__PROBLEM TO WORK ON__.
Could you restate exactly the lines that begin at the line with "Search for: white paper lantern" and end at the final line of the data?

Start of ENTRIES SHOWN

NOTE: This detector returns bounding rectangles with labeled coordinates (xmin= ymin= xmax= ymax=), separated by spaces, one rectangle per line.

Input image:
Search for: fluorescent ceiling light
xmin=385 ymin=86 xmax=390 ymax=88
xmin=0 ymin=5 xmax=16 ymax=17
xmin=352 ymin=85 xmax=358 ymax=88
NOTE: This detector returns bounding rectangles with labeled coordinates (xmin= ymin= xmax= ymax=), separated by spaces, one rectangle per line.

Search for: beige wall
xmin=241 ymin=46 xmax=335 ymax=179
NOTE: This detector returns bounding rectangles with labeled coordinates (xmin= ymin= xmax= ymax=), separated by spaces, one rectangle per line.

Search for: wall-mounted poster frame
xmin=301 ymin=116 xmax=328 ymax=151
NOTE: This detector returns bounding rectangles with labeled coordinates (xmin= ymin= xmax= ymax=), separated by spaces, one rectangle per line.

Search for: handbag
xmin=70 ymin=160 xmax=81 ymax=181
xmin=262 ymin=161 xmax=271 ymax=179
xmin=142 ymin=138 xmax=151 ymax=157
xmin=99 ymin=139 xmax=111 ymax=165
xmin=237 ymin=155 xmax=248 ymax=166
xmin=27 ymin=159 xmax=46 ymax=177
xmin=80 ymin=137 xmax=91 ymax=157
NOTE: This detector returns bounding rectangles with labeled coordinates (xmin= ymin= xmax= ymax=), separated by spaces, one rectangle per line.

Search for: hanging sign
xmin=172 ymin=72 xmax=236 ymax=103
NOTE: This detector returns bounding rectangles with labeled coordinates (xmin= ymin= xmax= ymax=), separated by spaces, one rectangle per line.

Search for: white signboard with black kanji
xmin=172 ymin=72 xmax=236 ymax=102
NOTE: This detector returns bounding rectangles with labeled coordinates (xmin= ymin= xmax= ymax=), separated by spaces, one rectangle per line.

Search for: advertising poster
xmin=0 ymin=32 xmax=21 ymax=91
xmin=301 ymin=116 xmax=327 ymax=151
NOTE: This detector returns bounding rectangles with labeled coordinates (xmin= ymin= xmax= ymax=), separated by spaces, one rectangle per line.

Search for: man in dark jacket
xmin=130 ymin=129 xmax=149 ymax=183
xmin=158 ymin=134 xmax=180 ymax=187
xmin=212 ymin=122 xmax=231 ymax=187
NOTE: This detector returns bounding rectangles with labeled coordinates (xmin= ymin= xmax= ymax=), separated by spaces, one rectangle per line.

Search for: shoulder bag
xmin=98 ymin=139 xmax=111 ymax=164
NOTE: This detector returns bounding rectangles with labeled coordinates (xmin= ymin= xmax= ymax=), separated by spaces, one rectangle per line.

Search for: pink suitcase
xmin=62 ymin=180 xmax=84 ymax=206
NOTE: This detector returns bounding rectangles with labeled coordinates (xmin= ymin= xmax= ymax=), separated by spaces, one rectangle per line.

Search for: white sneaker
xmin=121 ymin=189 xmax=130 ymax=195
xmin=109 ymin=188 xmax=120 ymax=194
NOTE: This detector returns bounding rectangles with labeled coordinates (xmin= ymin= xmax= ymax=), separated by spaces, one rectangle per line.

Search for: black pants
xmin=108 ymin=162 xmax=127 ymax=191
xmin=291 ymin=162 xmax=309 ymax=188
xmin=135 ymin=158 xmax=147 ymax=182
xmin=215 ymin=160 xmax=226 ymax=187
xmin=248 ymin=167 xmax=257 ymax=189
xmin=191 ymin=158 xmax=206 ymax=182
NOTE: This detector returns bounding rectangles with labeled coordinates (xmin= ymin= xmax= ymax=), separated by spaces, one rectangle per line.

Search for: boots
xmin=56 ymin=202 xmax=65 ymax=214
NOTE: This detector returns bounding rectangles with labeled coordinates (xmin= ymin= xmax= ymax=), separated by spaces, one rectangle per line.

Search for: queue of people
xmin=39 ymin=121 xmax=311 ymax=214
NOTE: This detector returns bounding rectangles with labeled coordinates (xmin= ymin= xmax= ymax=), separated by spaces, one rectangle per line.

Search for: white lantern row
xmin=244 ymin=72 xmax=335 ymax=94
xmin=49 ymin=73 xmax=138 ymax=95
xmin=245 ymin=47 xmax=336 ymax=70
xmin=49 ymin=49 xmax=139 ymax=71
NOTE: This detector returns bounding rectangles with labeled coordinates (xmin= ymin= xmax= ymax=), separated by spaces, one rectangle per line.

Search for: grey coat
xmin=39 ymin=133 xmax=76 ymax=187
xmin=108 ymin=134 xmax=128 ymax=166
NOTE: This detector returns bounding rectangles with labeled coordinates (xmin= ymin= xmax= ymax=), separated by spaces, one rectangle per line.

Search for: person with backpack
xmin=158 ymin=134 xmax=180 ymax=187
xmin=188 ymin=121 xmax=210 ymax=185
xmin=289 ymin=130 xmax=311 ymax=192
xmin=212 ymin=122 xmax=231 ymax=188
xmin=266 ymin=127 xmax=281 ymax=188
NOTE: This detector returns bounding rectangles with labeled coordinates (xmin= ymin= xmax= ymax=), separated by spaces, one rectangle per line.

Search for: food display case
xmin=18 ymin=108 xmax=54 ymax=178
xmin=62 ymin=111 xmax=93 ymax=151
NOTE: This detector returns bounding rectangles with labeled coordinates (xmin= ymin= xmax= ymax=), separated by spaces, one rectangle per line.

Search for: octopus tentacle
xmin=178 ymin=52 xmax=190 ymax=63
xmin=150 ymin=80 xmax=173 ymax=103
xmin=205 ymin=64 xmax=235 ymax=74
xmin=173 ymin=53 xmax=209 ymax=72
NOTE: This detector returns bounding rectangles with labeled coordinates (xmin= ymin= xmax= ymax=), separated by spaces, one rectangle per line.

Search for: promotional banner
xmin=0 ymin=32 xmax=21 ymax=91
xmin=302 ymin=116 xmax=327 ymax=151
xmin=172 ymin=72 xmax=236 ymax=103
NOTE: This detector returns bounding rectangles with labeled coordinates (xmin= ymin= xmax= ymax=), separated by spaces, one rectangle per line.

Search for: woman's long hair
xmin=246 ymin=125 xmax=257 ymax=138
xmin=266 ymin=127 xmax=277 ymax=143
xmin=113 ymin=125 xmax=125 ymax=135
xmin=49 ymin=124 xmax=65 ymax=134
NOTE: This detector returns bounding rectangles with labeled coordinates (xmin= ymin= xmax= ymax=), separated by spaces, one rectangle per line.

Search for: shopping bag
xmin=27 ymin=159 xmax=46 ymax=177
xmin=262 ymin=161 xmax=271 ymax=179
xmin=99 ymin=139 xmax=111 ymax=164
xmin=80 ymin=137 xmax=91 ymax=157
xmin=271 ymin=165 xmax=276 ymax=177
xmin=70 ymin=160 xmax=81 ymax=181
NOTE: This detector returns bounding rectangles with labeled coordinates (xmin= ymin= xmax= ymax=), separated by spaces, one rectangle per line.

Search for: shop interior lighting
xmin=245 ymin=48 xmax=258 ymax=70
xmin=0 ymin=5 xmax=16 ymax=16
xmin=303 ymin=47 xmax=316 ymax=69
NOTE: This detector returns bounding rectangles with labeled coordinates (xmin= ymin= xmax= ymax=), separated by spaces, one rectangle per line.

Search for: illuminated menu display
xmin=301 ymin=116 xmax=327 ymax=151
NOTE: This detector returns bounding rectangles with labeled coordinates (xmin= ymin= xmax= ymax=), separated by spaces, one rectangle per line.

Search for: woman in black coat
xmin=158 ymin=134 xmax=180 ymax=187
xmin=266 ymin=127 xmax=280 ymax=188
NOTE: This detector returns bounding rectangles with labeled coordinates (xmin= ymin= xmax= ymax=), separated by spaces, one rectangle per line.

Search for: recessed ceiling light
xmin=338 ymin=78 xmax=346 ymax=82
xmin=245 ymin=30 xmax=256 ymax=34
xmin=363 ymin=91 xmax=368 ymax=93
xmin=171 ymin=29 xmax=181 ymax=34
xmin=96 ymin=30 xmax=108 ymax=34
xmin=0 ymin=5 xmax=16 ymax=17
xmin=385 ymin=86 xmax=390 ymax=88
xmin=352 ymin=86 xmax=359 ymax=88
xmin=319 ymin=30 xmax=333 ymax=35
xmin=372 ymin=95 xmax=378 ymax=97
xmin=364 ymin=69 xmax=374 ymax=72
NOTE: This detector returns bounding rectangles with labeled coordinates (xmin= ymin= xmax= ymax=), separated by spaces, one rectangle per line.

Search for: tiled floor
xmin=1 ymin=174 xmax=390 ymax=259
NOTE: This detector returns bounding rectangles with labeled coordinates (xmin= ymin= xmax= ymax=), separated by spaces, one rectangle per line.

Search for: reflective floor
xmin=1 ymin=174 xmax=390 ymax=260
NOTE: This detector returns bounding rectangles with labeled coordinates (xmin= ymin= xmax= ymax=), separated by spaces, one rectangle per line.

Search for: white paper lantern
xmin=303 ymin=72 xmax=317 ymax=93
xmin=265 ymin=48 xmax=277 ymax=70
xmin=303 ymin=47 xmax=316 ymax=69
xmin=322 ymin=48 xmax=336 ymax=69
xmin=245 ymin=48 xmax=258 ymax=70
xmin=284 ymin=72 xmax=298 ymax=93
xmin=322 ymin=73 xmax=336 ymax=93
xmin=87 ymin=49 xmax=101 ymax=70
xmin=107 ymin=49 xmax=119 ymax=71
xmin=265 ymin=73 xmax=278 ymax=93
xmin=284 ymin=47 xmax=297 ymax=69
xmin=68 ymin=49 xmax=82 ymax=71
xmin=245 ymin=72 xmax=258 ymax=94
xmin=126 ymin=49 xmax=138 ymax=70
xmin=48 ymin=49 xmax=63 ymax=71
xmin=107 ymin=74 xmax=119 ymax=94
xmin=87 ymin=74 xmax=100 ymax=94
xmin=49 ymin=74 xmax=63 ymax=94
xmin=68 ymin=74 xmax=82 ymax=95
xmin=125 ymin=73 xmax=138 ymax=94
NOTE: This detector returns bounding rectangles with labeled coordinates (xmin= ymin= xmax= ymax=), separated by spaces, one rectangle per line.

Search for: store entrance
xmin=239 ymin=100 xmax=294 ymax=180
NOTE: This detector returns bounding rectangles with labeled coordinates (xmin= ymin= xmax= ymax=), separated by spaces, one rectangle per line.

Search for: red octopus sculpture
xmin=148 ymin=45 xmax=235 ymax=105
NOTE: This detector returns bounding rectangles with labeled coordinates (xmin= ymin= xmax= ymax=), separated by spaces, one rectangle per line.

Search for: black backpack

End of ENTRIES SHOWN

__TASK OUTPUT__.
Search for: white paper lantern
xmin=303 ymin=72 xmax=317 ymax=93
xmin=265 ymin=48 xmax=277 ymax=70
xmin=303 ymin=47 xmax=316 ymax=69
xmin=322 ymin=48 xmax=336 ymax=69
xmin=245 ymin=48 xmax=258 ymax=70
xmin=284 ymin=72 xmax=298 ymax=93
xmin=322 ymin=73 xmax=336 ymax=93
xmin=87 ymin=49 xmax=101 ymax=70
xmin=107 ymin=49 xmax=119 ymax=71
xmin=265 ymin=73 xmax=278 ymax=93
xmin=284 ymin=47 xmax=297 ymax=69
xmin=68 ymin=49 xmax=82 ymax=71
xmin=245 ymin=72 xmax=258 ymax=94
xmin=126 ymin=49 xmax=138 ymax=70
xmin=48 ymin=49 xmax=63 ymax=71
xmin=107 ymin=74 xmax=119 ymax=94
xmin=87 ymin=74 xmax=100 ymax=94
xmin=49 ymin=74 xmax=63 ymax=94
xmin=68 ymin=74 xmax=82 ymax=95
xmin=125 ymin=73 xmax=138 ymax=94
NOTE: This detector returns bounding rectangles with labeled coordinates (xmin= ymin= xmax= ymax=), separated by spaces, one rectangle per line.

Search for: store entrance
xmin=239 ymin=100 xmax=294 ymax=180
NOTE: This detector returns bounding rectangles with labeled coordinates (xmin= ymin= xmax= ymax=), separated by spaces, one rectangle per line.

Search for: red octopus sculpture
xmin=148 ymin=45 xmax=235 ymax=105
NOTE: This detector returns bounding rectangles with labeled coordinates (xmin= ymin= xmax= ymax=), separated by spaces, one rectangle per line.

Search for: black backpack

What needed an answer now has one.